→ **Exercise description**: Write out the listing below in full and exactly, leaving out every picture.

-.-.-

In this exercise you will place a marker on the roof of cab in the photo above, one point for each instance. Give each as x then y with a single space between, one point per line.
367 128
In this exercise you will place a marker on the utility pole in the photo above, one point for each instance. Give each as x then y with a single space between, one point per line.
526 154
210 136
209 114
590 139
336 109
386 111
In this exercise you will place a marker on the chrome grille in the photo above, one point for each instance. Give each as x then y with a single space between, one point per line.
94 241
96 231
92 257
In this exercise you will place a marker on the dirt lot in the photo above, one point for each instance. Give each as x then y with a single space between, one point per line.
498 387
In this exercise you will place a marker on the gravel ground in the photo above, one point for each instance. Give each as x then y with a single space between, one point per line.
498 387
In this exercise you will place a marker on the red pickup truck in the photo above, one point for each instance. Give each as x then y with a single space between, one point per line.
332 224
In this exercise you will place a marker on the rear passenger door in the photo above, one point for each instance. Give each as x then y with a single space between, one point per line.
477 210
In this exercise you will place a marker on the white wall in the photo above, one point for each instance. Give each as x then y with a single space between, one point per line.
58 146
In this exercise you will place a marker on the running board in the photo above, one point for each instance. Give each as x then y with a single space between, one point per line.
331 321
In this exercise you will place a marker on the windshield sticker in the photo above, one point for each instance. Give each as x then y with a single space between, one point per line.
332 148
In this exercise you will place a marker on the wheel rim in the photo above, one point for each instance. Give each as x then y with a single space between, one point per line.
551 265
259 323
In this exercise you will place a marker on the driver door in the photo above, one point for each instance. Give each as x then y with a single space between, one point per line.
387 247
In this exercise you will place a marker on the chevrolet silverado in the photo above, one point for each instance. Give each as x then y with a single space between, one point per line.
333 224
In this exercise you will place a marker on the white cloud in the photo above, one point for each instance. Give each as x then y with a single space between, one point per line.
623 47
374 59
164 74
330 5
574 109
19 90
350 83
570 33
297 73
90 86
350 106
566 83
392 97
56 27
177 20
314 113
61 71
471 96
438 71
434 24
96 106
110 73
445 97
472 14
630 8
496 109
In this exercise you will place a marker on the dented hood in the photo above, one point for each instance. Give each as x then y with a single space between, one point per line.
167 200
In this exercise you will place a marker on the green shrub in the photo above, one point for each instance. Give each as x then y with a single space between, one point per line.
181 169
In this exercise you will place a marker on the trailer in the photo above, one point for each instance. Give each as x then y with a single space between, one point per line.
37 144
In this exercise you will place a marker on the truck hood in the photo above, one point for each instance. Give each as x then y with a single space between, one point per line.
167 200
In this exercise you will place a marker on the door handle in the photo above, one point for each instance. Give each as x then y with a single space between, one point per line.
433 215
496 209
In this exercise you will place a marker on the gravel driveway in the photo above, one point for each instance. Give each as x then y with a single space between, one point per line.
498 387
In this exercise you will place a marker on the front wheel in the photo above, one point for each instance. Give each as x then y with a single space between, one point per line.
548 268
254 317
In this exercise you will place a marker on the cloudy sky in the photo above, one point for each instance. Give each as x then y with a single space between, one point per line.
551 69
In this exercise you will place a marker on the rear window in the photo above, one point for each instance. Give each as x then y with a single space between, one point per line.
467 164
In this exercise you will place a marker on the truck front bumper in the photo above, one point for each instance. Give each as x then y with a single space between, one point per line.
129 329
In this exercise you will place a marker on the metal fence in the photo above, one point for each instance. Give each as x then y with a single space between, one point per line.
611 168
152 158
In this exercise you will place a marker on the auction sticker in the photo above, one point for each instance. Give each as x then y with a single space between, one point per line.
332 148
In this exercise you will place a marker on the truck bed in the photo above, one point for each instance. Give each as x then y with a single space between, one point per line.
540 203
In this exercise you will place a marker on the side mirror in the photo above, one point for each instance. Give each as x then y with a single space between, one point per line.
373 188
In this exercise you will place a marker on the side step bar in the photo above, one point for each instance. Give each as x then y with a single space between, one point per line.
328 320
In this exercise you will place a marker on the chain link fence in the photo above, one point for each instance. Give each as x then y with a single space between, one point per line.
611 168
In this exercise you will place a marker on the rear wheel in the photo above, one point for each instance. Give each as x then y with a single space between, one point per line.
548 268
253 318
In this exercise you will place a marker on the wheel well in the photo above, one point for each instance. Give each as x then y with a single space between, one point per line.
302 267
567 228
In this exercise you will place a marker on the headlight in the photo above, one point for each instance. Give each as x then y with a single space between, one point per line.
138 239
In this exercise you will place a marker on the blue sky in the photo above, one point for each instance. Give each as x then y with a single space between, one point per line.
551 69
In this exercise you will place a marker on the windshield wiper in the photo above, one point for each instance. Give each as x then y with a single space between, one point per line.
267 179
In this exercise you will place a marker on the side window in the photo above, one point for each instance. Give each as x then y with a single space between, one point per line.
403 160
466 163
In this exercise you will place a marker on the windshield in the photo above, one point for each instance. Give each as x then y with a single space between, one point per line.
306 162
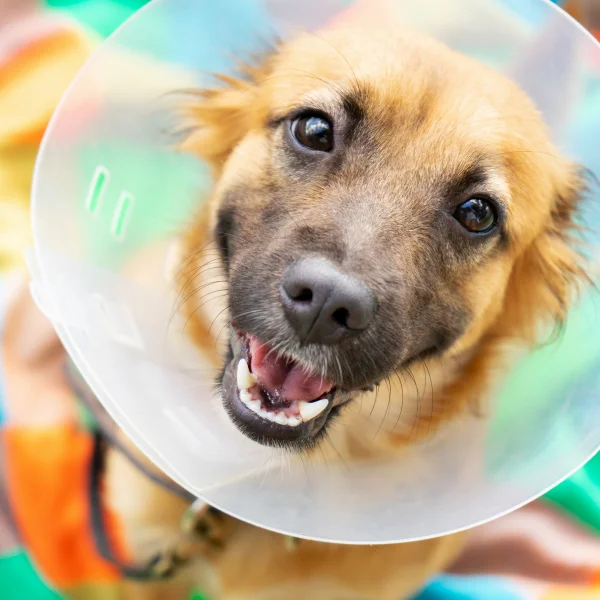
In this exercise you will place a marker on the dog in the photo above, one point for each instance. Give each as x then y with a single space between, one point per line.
382 207
381 204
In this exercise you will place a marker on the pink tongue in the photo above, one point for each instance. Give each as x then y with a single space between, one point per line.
283 379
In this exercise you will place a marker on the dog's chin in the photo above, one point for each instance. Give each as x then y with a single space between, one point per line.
275 400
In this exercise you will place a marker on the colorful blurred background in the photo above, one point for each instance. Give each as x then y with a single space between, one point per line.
549 550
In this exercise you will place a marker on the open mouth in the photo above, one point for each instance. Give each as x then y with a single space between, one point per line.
271 398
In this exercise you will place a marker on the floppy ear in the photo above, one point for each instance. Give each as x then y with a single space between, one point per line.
547 276
220 116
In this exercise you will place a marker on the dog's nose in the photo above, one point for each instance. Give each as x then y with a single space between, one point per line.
325 305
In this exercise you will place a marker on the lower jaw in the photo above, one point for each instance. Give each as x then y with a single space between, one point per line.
267 432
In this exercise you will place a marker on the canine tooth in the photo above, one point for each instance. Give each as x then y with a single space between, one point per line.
245 379
281 419
310 410
245 397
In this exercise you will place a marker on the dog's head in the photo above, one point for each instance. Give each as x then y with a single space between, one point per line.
379 200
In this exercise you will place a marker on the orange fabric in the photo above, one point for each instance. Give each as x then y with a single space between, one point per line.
572 593
31 88
47 472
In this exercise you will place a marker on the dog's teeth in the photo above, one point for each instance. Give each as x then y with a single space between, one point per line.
245 379
281 419
310 410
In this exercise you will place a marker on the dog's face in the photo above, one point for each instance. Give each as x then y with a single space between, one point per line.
380 200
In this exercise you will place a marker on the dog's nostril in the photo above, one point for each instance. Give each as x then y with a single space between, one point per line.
323 304
341 316
305 295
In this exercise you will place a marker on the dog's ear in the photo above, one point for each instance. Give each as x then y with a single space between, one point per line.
219 117
551 270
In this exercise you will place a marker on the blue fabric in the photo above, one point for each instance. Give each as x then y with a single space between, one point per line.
456 587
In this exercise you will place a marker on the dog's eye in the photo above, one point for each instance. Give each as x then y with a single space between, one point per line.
314 132
477 215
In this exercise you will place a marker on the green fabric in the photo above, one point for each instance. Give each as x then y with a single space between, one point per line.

-.-.-

→ **Correct result**:
In this exercise you will place a marker on the roof of cab in the photo above, one point for each instance. Give each as x then y with a single space between, one point per line.
367 128
In this exercise you will place a marker on the utility pole in the photo above, one point for each instance. Give each as x then y with a single space between, one point per line.
526 154
210 136
209 114
590 139
336 109
386 111
In this exercise you will place a marker on the chrome grille in the photo above, one point for each instance. Give each as x then y with a single space between, one point per line.
94 241
96 231
92 257
In this exercise you will place a marker on the dirt lot in the photo above, one point for each instance. Give each as x then y with a single space between, one point per line.
498 387
In this exercise you will place a marker on the gravel ground in the photo above, one point for each instance. Give each as x then y with a single space between, one point per line.
498 387
In this exercise you will place a marker on the red pickup truck in the photo above, one point for each instance. Give each as x then y with a single space between, one point per line.
332 224
In this exercise you will place a marker on the rear passenger door in the photo above, one point for each instance. Give each as x then y with a single space between, one point per line.
477 210
In this exercise you will place a marker on the white wall in the photo above, one point for each instance. Give each as x then y with a single space between, one point per line.
58 146
In this exercise you will place a marker on the running board in the photo above, one point for each instance. Give each as x then y with a single space between, one point per line.
331 321
In this exercise you will place a marker on the windshield sticker in the photo above, one point for each instance. Give each as x then y with a single space between, one point per line.
332 148
In this exercise you will place a marker on the wheel rim in the photo above, one point for each instance. Give each as x then y with a single space between, one point per line.
551 265
259 323
In this exercise you will place a marker on the driver door in the photo above, one point for each instance. Give each as x then y with a single space between, one point per line.
387 247
In this exercise you will place a marker on the chevrolet silverado in the photo above, one point for each instance. Give each as x then y with a single space between, one point per line.
333 224
In this exercise you will place a marker on the white cloud in the photo above, one point for each instance. Give each as x then y with a single space between, one point per line.
623 47
374 59
164 74
330 5
574 109
19 90
350 83
570 33
297 73
90 86
350 106
566 83
392 97
56 27
177 20
314 113
61 71
471 96
438 71
434 24
96 106
110 73
445 97
472 14
630 8
496 109
In this exercise you will place a marker on the dented hood in the photo above, one point for each instance. Give each as x then y with a single space between, one point per line.
167 200
In this exercise you will place a marker on the green shrub in the photo above, one point for each instance. Give each as x then y with a single space between, one point per line.
181 169
In this exercise you will place a marker on the trailer in the photo above, one point for each instance. Give each as x then y with a single space between, one point per line.
37 144
In this exercise you will place a marker on the truck hood in the photo above, one point for each instance. Give each as x then y with a single space between, one point per line.
167 200
In this exercise you will place a marker on the door handle in the photo above, one point for each instance. Give each as x then y with a single space between, one point per line.
433 215
496 209
In this exercise you will place a marker on the gravel driveway in the photo above, one point for each instance. Give each as x then y with a single space between, one point per line.
498 387
In this exercise you will place a marker on the front wheel in the photo above, one point for each instance. Give each as x then y with a single space between, one point per line.
548 268
254 317
In this exercise you will place a marker on the cloudy sky in the photo above, one point for each instance. Give each as x then y with a single space between, one point per line.
551 69
In this exercise you will place a marker on the rear window in the photo above, one point for each instance. Give each as x then y with a single space between, one point per line.
467 164
In this exercise you will place a marker on the truck front bumper in the photo above, one point for each instance. Give each as x then y with a single space between, one point per line.
129 329
In this exercise you will place a marker on the metal fence in the photo above, one point for each instance. Give each as x then y with a single space between, one point per line.
611 168
152 158
In this exercise you will place a marker on the auction sticker in the photo above, one point for each instance. Give each as x then y with a single space between, one point per line.
332 148
In this exercise you will place a marker on the truck bed in the photo above, one point for each instance. Give each as x then y with a single space between, one point per line.
540 203
In this exercise you will place a marker on the side mirror in the photo above, one point for each instance. Give each as x then y with a single space between, one point per line.
373 188
In this exercise you will place a marker on the side step bar in the photo above, one point for each instance. Give each as x then y with a single space between, one point per line.
328 320
In this exercise you will place a marker on the chain link fence in the photo above, one point for each instance. Give each as x then y with a single space between, one point per line.
611 168
In this exercise you will place a marker on the rear wheel in the photo above, one point for each instance. Give each as x then y with a single space between, one point per line.
548 268
253 318
In this exercise you will place a marker on the wheel well in the photo above, one point for each instance. Give each as x then y with a single space between, one point per line.
302 267
567 228
In this exercise you will place a marker on the headlight in the photo above, one point for each instance. Give each as x then y with a single space between, one point per line.
138 239
In this exercise you will place a marker on the blue sky in the photo above, one point for each instance. Give each as x then y with a single space between, one point per line.
551 69
In this exercise you will place a marker on the windshield wiper in the photo above, one point for each instance. Give each as x then y with a single space between, one point per line.
267 179
In this exercise you will place a marker on the side window in the photo above, one point for each instance. Give each as x then y with a single space between, one point per line.
403 160
466 163
In this exercise you will place a marker on the windshield in the photo above, one point for each instance. Give each as x then y with a single space between, one point per line.
306 162
In this exercise you will place a marker on the dog in the photo above, one point for each instance. Give each as x then y with a single space between, one point per line.
382 207
381 204
In this exercise you will place a marker on the pink tongue in the photo above, one point for each instance. Give each as x then y with a single space between, one point per line.
283 379
In this exercise you will place a marker on the dog's chin in the photo above, one point for each instance. Give each as x then y with a single space between, one point per line.
275 400
In this exercise you will place a marker on the colorful blurred background in the photo above, one point for each instance. Give each as x then y with a single space between, one point per line.
549 550
In this exercise you will place a marker on the open mouth in the photo above, one point for each instance. Give each as x then y with a single space between, one point per line.
271 398
In this exercise you will place a marker on the floppy ear in the photo above, one point for each instance. Give each as x then y with a single space between, one point per line.
547 276
220 116
In this exercise you will place a marker on the dog's nose in the photo above, one point for each instance. Give each as x then y with a single space between, one point per line.
325 305
In this exercise you will place a marker on the lower jaw in the photo above, one point for each instance. Give each as x then y with a single space between, one point per line.
267 432
In this exercise you will place a marker on the canine tooth in the photo above, one point for each instance. Give each as x then y with a single space between, one point per line.
245 379
281 419
310 410
245 397
In this exercise you will place a marker on the dog's head in the photo above, one point for each instance. Give each as x then y with a single space between, one point per line.
379 200
In this exercise you will place a marker on the orange fabric in the photo above, one point for each instance. Give each as x then y with a single space between, one point per line.
572 593
31 88
47 472
In this exercise you will place a marker on the dog's teeth in the photo above, one point for each instance. Give each as x then y with a single space between, one point per line.
245 379
281 419
310 410
In this exercise you will place a marker on the dog's face in the photo above, one point for each instance. Give each as x then y with a single space between, one point per line.
380 200
In this exercise you will place a marker on the dog's nostril in the photo above, one point for each instance. Give each as x then y with a single space between, one point per line.
323 304
341 316
305 295
In this exercise you will place a marker on the dog's ear in the photo above, one point for each instance. Give each as x then y with a single space between, one point per line.
219 117
551 270
In this exercise you will place a marker on the blue fabric in the photo above, one point for each instance. Give each as x then y with a single space between, one point per line.
456 587
In this exercise you will place a marker on the dog's eye in the photo above, one point for each instance. Give each as x then y with a single space between, one point per line.
314 132
477 215
In this exercise you will place a marker on the green fabric in the photo above, one point for each instance. Give each as x then y with a single space between, one point per line.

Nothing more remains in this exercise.